_PROVIDED TEXT_:
▼

Under the terms of the agreement with GA4GH, ELIXIR is providing funds and technical expertise to implement beacons at additional ELIXIR nodes and to implement a graduated system of authentication protocols that will govern access to sensitive phenotype data. "We have a strong commitment to develop tools and set standards for sharing genomic data and international collaboration," according to Serena Scollen, head of human genomics and translational data at ELIXIR and co-lead of the Beacon project. "Working in silos to manage data is not effective, but we can't just be thinking about Europe. We need to be aligned with and developing standards that are being set on an international scale. And that's where it fits with GA4GH."
The partnership will be supported by funds set aside within ELIXIR's budget for implementation studies — short-term projects performed by more than one ELIXIR node to address key scientific and technical issues within the organization. "The partners who will be involved in this project will be those groups that are focusing on making datasets available [but] in addition to that, we do have a part of the project where we will be looking at key datasets … and we'll be focusing on trying to use links to make those available as well," Scollen said in an interview. Examples from existing beacons include population datasets from countries like Sweden and Finland that have generated whole-genome sequence on subsets of their respective populations.
Furthermore, participating nodes have technical developers in place with different backgrounds and levels of expertise that they can contribute to the project. "Having people from diverse backgrounds and different datasets and not all from the same institute is valuable to making this really innovative," Scollen said.
Having a presence in Europe makes it easier for GA4GH to collaborate with existing precision medicine initiatives such as Genomics England or large-scale sequencing projects, according to Fiume. "With the Beacon project we have significantly lowered the time it takes to share data," he said. "I think the reason we got so much traction and so much adoption early is because its meant to be a general-purpose protocol for sharing information in a way that you could layer on top of any underlying data store whether you have vcfs or an EHR that has genomic information."

▲

[Rows drawn from a dataset]
▼

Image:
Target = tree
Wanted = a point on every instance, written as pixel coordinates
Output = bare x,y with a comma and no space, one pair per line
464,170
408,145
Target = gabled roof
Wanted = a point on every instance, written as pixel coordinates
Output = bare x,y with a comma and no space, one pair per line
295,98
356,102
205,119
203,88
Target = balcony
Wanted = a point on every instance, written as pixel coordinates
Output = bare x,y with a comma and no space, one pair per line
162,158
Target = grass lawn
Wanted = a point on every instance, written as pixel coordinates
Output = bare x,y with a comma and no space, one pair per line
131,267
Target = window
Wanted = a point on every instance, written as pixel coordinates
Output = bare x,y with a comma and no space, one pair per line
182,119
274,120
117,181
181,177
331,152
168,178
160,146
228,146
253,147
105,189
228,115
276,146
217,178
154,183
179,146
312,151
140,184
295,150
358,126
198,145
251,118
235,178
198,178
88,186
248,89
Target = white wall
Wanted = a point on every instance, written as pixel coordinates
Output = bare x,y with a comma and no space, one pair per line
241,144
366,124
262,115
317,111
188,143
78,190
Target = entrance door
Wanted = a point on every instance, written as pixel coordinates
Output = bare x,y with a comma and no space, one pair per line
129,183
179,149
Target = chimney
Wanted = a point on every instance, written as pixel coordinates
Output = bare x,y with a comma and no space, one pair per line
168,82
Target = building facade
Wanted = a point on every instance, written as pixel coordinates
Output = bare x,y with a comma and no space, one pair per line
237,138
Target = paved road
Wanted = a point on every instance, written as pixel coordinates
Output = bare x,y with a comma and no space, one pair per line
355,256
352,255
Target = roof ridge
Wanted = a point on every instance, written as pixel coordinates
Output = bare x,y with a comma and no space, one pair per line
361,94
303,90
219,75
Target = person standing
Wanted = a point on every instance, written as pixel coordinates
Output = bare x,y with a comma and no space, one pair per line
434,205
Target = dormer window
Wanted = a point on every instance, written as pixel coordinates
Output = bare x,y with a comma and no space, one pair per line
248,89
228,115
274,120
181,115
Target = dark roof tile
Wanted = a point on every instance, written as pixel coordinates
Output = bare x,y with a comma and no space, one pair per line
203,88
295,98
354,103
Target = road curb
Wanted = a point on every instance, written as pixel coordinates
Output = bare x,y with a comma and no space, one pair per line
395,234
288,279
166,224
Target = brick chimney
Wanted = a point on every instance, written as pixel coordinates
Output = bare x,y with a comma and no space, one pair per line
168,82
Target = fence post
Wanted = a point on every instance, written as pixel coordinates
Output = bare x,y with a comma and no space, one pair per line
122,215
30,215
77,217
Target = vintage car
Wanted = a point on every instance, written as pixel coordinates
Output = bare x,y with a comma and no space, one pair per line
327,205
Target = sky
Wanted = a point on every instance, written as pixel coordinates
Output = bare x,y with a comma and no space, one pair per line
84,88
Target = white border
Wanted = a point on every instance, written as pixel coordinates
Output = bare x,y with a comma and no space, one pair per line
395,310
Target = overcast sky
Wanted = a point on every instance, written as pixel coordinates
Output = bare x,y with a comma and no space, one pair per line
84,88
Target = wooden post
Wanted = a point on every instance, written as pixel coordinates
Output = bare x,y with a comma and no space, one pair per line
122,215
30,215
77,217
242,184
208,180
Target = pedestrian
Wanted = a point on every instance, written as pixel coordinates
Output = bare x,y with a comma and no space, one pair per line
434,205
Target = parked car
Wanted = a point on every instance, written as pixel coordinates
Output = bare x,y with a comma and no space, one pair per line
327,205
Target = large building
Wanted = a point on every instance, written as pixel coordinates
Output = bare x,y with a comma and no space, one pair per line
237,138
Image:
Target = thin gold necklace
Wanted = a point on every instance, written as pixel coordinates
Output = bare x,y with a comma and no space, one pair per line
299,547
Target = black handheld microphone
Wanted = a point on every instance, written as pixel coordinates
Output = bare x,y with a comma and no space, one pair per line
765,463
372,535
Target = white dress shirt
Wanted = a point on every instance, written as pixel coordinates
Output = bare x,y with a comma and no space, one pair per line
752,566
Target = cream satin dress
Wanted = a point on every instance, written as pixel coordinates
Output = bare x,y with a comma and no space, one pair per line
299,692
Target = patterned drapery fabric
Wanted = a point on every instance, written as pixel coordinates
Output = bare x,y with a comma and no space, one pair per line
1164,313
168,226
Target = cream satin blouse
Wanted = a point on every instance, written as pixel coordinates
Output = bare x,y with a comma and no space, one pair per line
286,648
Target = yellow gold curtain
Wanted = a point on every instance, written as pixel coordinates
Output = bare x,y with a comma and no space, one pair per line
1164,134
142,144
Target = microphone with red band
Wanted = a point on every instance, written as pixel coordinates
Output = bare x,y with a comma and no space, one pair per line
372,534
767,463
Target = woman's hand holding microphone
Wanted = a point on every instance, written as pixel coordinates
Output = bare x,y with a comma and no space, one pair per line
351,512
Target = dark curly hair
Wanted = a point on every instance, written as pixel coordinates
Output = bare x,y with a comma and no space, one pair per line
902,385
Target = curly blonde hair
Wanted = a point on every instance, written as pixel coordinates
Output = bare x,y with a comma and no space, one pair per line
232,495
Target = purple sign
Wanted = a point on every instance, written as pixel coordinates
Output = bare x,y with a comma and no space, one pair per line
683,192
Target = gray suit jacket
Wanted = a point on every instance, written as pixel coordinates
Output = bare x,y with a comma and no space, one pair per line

▲

_WORK INSTRUCTION_:
Answer these questions from the text on ELIXIR and GA4GH:
(a) What roles does Serena Scollen hold?
(b) Which two countries are named as sources of population datasets in existing beacons?
(c) Which precision medicine initiative is named as one that a presence in Europe makes it easier for GA4GH to collaborate with?

_EXPECTED ANSWER_:
(a) Head of human genomics and translational data at ELIXIR and co-lead of the Beacon project
(b) Sweden and Finland
(c) Genomics England